» WRITTEN TASK
Report each line of the data below that contains the word "boat", copying the lines in full. Case counts.

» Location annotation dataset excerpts
____________

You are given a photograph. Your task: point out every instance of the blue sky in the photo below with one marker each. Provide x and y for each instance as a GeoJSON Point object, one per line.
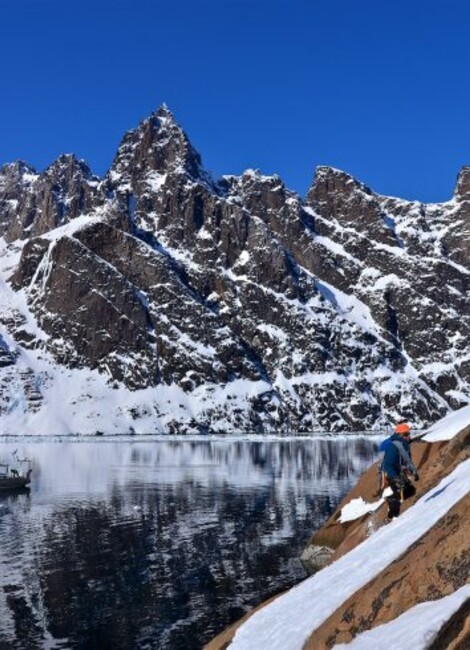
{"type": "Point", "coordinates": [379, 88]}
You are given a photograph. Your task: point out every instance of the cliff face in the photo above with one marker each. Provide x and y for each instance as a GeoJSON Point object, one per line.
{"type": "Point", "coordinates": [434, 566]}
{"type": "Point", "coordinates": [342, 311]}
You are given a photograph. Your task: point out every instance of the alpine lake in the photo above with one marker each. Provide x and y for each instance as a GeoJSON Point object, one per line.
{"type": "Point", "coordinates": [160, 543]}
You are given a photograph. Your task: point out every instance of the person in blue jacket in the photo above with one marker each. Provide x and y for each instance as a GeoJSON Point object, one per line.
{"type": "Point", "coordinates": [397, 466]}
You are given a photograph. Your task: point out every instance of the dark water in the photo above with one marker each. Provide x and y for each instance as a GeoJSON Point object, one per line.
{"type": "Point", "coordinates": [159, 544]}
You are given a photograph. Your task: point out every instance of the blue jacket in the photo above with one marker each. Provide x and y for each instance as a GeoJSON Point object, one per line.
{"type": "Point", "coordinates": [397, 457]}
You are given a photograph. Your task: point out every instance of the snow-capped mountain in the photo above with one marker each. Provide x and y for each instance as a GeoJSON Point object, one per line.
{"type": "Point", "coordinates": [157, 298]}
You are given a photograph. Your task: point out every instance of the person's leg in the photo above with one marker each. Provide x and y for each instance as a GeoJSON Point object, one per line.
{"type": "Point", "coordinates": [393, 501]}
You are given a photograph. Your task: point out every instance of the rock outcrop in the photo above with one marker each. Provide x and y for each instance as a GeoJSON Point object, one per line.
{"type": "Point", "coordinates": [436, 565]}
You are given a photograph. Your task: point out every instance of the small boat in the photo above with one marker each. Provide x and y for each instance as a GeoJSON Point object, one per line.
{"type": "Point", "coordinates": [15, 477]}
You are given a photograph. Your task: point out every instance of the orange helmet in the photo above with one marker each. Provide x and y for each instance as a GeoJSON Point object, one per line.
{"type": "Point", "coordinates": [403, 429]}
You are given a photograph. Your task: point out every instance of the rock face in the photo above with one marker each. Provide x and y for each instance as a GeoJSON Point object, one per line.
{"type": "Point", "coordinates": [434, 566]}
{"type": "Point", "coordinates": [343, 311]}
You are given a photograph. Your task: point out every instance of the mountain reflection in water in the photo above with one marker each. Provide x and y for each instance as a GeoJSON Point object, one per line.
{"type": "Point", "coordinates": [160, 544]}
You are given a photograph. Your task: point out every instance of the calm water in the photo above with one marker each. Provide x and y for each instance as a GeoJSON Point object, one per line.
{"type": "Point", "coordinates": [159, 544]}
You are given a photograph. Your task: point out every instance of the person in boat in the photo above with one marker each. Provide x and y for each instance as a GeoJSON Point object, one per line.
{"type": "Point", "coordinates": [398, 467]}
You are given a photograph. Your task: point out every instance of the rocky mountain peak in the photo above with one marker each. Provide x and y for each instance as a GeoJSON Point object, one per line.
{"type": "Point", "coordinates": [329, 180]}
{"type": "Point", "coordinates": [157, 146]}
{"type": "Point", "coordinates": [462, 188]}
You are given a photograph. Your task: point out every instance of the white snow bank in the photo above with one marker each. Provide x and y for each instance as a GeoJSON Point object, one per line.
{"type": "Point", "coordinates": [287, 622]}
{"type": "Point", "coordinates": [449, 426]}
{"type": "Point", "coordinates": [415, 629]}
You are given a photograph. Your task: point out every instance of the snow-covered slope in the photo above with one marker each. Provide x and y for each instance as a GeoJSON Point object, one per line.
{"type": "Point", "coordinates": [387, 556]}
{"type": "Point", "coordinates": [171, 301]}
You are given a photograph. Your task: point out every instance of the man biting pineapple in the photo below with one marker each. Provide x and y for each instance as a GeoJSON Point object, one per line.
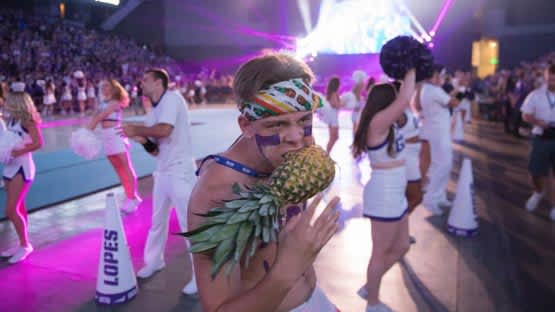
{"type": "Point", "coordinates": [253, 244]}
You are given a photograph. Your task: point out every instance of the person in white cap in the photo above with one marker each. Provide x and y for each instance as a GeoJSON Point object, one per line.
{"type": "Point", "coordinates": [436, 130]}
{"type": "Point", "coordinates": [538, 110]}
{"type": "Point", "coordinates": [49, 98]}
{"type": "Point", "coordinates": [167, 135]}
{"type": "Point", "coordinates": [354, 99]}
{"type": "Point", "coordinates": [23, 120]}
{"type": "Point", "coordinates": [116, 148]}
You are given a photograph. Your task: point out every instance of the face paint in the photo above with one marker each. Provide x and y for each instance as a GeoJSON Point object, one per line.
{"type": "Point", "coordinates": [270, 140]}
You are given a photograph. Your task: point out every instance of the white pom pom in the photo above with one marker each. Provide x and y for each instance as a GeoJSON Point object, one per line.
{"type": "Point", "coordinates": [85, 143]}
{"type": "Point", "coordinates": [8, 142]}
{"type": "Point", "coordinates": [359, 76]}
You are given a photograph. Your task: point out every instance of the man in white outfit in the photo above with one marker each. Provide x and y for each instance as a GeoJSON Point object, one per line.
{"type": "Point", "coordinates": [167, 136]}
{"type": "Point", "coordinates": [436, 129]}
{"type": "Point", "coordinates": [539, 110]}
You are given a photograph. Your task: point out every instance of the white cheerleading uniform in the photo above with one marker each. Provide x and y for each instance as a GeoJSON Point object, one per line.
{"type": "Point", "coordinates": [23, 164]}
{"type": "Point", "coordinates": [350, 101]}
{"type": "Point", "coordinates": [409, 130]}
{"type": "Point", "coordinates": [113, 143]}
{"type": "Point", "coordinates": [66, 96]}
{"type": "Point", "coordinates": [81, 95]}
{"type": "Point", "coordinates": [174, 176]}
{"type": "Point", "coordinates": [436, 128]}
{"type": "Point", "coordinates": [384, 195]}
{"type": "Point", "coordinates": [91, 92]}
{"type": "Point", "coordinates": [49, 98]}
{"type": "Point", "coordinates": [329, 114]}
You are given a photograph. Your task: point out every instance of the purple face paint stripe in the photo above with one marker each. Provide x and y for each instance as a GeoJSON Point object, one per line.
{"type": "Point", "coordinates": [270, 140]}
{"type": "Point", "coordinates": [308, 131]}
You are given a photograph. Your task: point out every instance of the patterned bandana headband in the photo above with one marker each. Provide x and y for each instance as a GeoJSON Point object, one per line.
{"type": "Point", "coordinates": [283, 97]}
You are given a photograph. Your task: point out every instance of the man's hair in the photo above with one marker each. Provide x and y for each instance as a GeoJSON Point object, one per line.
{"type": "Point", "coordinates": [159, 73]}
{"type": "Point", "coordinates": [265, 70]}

____________

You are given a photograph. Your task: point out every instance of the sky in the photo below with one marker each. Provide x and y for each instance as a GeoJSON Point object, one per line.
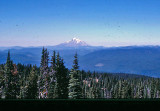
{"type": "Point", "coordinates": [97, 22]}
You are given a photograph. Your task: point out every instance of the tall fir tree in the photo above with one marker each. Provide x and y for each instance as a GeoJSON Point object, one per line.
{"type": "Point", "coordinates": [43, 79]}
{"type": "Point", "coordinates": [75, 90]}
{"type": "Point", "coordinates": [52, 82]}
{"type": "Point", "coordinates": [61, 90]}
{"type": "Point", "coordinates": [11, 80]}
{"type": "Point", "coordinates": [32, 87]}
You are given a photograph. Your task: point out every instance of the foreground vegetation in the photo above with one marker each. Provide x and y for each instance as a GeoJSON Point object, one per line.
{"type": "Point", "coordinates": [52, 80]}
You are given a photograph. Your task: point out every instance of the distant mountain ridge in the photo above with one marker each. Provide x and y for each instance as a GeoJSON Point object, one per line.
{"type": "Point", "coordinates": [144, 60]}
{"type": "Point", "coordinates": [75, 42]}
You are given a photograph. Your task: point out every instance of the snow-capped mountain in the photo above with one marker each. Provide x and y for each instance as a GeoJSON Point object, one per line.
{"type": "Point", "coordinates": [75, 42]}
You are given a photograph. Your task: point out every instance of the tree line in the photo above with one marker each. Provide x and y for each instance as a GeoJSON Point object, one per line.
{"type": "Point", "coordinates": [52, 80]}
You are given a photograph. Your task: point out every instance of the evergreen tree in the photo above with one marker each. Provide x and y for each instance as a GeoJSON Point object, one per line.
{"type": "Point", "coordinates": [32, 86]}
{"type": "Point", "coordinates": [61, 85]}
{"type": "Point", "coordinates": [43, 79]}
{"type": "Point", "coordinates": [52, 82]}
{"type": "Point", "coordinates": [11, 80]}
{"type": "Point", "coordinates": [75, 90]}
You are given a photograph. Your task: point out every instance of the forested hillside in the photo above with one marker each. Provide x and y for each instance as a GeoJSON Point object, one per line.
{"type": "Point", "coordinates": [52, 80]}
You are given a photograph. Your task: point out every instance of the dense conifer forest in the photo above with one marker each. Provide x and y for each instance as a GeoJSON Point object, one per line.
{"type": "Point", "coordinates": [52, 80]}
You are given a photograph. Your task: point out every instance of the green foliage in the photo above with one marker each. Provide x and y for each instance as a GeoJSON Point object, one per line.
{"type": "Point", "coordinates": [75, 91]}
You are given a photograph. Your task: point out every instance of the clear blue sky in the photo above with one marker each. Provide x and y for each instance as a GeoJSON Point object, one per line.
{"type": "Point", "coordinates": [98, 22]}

____________

» TASK SOLUTION
You are given a photograph. Your task: point out every instance of the small boat in the photo above with one marker each. Provide x and y for each instance as a GeoJSON Point object, one per line.
You are given a photograph. Your task: point out every instance of the person in boat in the photo above with one marker each. Provide x and y for each instance as a GeoJSON Point object, one per line.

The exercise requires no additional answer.